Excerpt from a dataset

• • •

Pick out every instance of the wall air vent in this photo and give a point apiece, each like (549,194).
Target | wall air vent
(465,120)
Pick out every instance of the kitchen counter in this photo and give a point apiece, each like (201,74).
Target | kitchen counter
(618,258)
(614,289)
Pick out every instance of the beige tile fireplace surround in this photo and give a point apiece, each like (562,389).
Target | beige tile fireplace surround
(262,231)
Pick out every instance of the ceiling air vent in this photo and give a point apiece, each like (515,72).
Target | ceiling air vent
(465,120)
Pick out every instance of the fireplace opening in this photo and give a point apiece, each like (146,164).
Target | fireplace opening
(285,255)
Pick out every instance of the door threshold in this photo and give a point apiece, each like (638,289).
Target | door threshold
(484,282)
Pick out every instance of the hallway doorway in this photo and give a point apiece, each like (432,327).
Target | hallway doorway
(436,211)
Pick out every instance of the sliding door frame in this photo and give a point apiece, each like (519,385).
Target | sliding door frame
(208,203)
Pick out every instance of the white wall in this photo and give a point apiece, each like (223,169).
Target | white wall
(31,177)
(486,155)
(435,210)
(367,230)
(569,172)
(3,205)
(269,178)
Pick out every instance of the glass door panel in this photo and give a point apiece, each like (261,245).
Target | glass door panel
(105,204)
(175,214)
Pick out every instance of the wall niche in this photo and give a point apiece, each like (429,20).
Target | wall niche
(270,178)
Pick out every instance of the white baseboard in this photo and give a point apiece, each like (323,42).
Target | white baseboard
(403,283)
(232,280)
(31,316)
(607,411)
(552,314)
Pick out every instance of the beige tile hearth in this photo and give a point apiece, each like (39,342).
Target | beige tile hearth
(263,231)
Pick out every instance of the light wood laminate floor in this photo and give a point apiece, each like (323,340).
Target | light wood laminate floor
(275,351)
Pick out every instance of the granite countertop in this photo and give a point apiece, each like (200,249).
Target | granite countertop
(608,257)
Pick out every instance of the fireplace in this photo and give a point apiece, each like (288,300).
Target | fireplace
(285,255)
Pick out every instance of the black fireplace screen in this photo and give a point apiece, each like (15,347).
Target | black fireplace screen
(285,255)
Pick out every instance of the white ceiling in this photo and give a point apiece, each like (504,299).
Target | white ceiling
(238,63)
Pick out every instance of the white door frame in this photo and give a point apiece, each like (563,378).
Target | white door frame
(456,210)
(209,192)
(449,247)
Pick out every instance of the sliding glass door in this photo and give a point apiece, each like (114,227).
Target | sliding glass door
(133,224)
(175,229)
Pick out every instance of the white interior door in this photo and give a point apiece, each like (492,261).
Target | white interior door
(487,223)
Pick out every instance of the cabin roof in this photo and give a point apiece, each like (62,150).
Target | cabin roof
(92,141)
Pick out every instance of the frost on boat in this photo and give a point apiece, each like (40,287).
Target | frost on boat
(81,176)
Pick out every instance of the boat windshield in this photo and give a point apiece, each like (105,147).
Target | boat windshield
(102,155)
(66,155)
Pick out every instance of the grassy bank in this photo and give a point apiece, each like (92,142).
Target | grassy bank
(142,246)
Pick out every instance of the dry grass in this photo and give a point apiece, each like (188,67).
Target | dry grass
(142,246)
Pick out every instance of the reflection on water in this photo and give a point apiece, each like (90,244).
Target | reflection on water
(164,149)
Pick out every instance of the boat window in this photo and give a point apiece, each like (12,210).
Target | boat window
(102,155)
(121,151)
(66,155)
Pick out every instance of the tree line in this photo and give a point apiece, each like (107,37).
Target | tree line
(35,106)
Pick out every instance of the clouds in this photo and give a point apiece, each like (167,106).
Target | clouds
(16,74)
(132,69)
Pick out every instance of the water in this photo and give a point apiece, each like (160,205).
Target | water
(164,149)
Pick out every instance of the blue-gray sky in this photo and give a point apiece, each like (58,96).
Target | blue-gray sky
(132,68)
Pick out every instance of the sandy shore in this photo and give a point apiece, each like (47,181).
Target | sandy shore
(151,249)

• • •

- _DO THIS_:
Each record should come back exactly as written.

- _ANSWER TO THIS EXERCISE_:
Pick out every instance of the wall air vent in this photo and give a point apiece, each like (549,194).
Target | wall air vent
(465,120)
Pick out every instance of the kitchen counter in this photo and give a point apiece, each like (201,74).
Target | kitchen counter
(618,258)
(614,289)
Pick out every instance of the beige tile fireplace surround in this photo and give a point apiece, each like (562,389).
Target | beige tile fireplace surround
(262,231)
Pick out every instance of the ceiling air vent in this photo and give a point apiece, each like (515,72).
Target | ceiling air vent
(465,120)
Pick out every instance of the fireplace opening in this photo and give a point apiece, each like (146,164).
Target | fireplace opening
(285,255)
Pick out every instance of the door threshold in this photo and give a point apiece, each like (638,289).
Target | door threshold
(484,282)
Pick out every instance of the hallway doorway in this photo and give a point apiece, each like (432,327).
Target | hallway doorway
(436,211)
Pick out every instance of the sliding door frame in this photo and give a point apiece, each like (519,385).
Target | sliding door frame
(208,203)
Pick out every instance of the white wall in this photo and give a point apiece, each like (223,169).
Target | white wall
(31,177)
(486,155)
(435,210)
(367,230)
(569,172)
(3,205)
(269,178)
Pick out every instance of the glass door panel in this photo and give a point apiece, each like (261,245).
Target | glass door panel
(105,204)
(175,214)
Pick out every instance of the wall niche in this photo and give a point apiece, each like (429,20).
Target | wall niche
(270,178)
Pick out every instance of the white baseboard in this photo and give a point apiece, each like (323,42).
Target | white baseboard
(403,283)
(232,280)
(31,316)
(607,411)
(552,314)
Pick out every instance of the beige tile hearth in this photo and give a point apiece, each like (39,342).
Target | beige tile hearth
(263,231)
Pick out every instance of the light wood laminate floor in this photo and give a point apiece, each like (323,340).
Target | light wood laminate floor
(275,351)
Pick out every instance of the granite countertop in this photo and give a point apiece, each like (200,249).
Target | granite countertop
(608,257)
Pick out every instance of the fireplace in this photo and give a point apiece, each like (288,300).
Target | fireplace
(285,255)
Pick out every instance of the black fireplace screen in this photo and give a point apiece, each like (15,347).
Target | black fireplace screen
(285,255)
Pick out every instance of the white ceiling in this photo and give a point apiece, each like (504,299).
Target | white ceiling
(238,63)
Pick out every instance of the white door frame in this photo and give a point apiece, each like (563,378).
Target | white door frame
(456,210)
(209,192)
(449,247)
Pick out every instance of the sliding glass door in this photo and give a point apiece, each like (114,227).
Target | sliding glass door
(133,224)
(175,229)
Pick out every instance of the white interior door in this photo and give a point apiece, each like (492,261).
Target | white interior door
(487,223)
Pick out every instance of the cabin roof in this photo and give a point apiece, each like (62,150).
Target | cabin roof
(92,141)
Pick out every instance of the frost on boat in this photo and give a point apiece, each like (40,287).
Target | frost on boat
(81,176)
Pick out every instance of the boat windshield in this photo and give a point apiece, each like (105,147).
Target | boat windshield
(102,155)
(66,155)
Pick out every instance of the grassy bank in this photo and give a point apiece, each like (92,142).
Target | grassy bank
(142,246)
Pick out every instance of the dry grass in this photo and give a point apiece, each like (188,67).
Target | dry grass
(142,246)
Pick out every instance of the reflection on water in this photo and give a point apiece, each like (90,244).
Target | reflection on water
(164,149)
Pick out every instance of the boat window in this photo and give a point apiece, each like (12,210).
Target | boat window
(102,155)
(121,151)
(66,155)
Pick out every instance of the tree line in this photo and give a point apiece, each like (107,37).
Target | tree line
(35,106)
Pick out every instance of the clouds in this photo and give a point apiece, each like (167,106).
Target | clouds
(16,74)
(132,69)
Pick out every instance of the water in this photo and give a point apiece, each like (160,205).
Target | water
(164,149)
Pick out every instance of the blue-gray sky in this photo and give a point apiece, each like (58,96).
Target | blue-gray sky
(132,68)
Pick out every instance of the sandy shore in this photo and give a point apiece, each like (47,181).
Target | sandy shore
(151,249)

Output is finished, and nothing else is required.